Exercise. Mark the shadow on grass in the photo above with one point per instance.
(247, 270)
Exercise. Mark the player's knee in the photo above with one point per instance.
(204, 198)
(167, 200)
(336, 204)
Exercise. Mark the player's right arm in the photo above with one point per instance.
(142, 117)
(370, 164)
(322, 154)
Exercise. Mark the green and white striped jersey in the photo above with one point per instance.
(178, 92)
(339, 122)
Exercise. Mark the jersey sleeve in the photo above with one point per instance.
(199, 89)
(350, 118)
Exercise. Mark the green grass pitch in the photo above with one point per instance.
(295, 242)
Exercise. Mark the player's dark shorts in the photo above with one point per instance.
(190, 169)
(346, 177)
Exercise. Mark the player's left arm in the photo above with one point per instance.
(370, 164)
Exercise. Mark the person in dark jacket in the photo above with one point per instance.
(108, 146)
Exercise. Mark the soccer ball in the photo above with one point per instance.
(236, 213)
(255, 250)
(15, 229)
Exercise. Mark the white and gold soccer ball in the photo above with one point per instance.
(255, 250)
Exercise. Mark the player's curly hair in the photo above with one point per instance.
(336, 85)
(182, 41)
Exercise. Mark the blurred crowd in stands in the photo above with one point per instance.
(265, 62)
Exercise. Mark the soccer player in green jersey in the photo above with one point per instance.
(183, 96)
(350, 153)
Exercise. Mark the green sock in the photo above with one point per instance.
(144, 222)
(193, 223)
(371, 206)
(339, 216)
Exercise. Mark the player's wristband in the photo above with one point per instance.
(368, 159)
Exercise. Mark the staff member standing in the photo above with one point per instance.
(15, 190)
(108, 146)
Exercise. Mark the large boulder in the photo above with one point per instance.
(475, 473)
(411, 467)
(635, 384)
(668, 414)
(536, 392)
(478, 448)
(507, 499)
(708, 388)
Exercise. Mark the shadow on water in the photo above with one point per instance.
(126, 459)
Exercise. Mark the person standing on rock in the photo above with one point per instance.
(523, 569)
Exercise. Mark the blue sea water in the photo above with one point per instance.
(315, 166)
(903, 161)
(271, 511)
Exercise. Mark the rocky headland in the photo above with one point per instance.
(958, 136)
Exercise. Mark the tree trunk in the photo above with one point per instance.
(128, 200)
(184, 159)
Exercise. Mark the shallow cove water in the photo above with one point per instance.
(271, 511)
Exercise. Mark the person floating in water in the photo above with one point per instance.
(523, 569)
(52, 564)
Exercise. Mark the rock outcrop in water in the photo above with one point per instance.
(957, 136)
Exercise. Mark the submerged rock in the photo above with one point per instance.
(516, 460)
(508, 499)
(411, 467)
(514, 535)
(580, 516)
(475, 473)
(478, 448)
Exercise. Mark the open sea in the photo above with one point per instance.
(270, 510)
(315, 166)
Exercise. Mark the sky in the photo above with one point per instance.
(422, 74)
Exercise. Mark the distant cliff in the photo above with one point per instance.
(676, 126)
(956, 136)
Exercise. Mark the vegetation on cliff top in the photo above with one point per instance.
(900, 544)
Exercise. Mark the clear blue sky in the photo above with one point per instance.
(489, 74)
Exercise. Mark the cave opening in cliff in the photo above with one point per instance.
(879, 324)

********************

- [What to work on] Write the records out again so that each one matches the original exactly.

- [Answer space]
Exercise. Mark the shadow on grass in the photo above with one point per instance.
(247, 270)
Exercise. Mark the player's knee in the photo above with one point per instance.
(204, 198)
(167, 200)
(336, 204)
Exercise. Mark the player's right arm in the photo above with one point per instance.
(142, 117)
(370, 164)
(322, 154)
Exercise. Mark the green and white striped jersey in the photo above with one point per instance.
(178, 92)
(339, 122)
Exercise. Mark the jersey sleeve in the photo above with one point per instance.
(199, 89)
(350, 118)
Exercise. Mark the green grass pitch in the photo above with one point per instance.
(295, 242)
Exercise. Mark the player's dark shorts in the photo above with one point per instance.
(190, 169)
(346, 177)
Exercise. Mark the player's left arm in the photo above with one point per instance.
(370, 164)
Exercise. Mark the person in dark jacket in the photo above with one point per instance.
(108, 146)
Exercise. Mark the soccer ball in the photo above with one point per instance.
(236, 213)
(255, 250)
(15, 229)
Exercise. Mark the white and gold soccer ball in the photo above with one point per instance.
(255, 250)
Exercise. Mark the player's curly hair in the photo above with one point per instance.
(336, 85)
(182, 41)
Exercise. Mark the blurred crowd in stands in the photo above with one point per instance.
(265, 62)
Exercise. Mark the soccer player in green jersey in the photo above with one point per instance.
(183, 96)
(350, 153)
Exercise. Mark the green sock in the photo above with one point per instance.
(144, 222)
(193, 223)
(371, 206)
(339, 216)
Exercise. Mark the player's wristband in the photo above with one point per instance.
(368, 159)
Exercise. Mark the staff member standing in the photo above with one point per instance.
(15, 190)
(108, 146)
Exercise. Mark the large boulder in the photo above with one point per instance.
(475, 473)
(411, 467)
(635, 384)
(668, 414)
(536, 392)
(478, 448)
(507, 499)
(708, 388)
Exercise. Mark the shadow on water in the photo above with one point per instance.
(126, 459)
Exercise. Mark the person standing on rock in the photo above with one point per instance.
(523, 569)
Exercise. Mark the blue sea water in the photo above with one point per instance.
(315, 166)
(903, 161)
(271, 511)
Exercise. Mark the rocky headland in the photo above with one point per instance.
(958, 136)
Exercise. Mark the tree trunk in the photo above with one point per instance.
(128, 200)
(184, 159)
Exercise. Mark the shallow cove water in the photo above with one point per instance.
(271, 511)
Exercise. Mark the person floating in water in the photo above with one point per instance.
(523, 569)
(52, 564)
Exercise. Mark the rock outcrop in water in the photo above with one point per instance.
(957, 136)
Exercise. Mark the submerged rock in the photo above with one point per instance.
(516, 460)
(508, 499)
(411, 467)
(514, 535)
(580, 516)
(475, 473)
(478, 448)
Exercise. Mark the open sea in the photo above with one point per instance.
(270, 510)
(315, 166)
Exercise. Mark the sky in the photo above with one point per instance.
(422, 74)
Exercise. Mark the distant cliff in the photo above with one point per instance.
(676, 126)
(956, 136)
Exercise. Mark the vegetation on cliff top in the photo above with one point per instance.
(900, 544)
Exercise. Mark the clear blue sky in the photo above with one point per instance.
(489, 74)
Exercise. Mark the cave opening in cliff in the photo above with one point per instance.
(879, 324)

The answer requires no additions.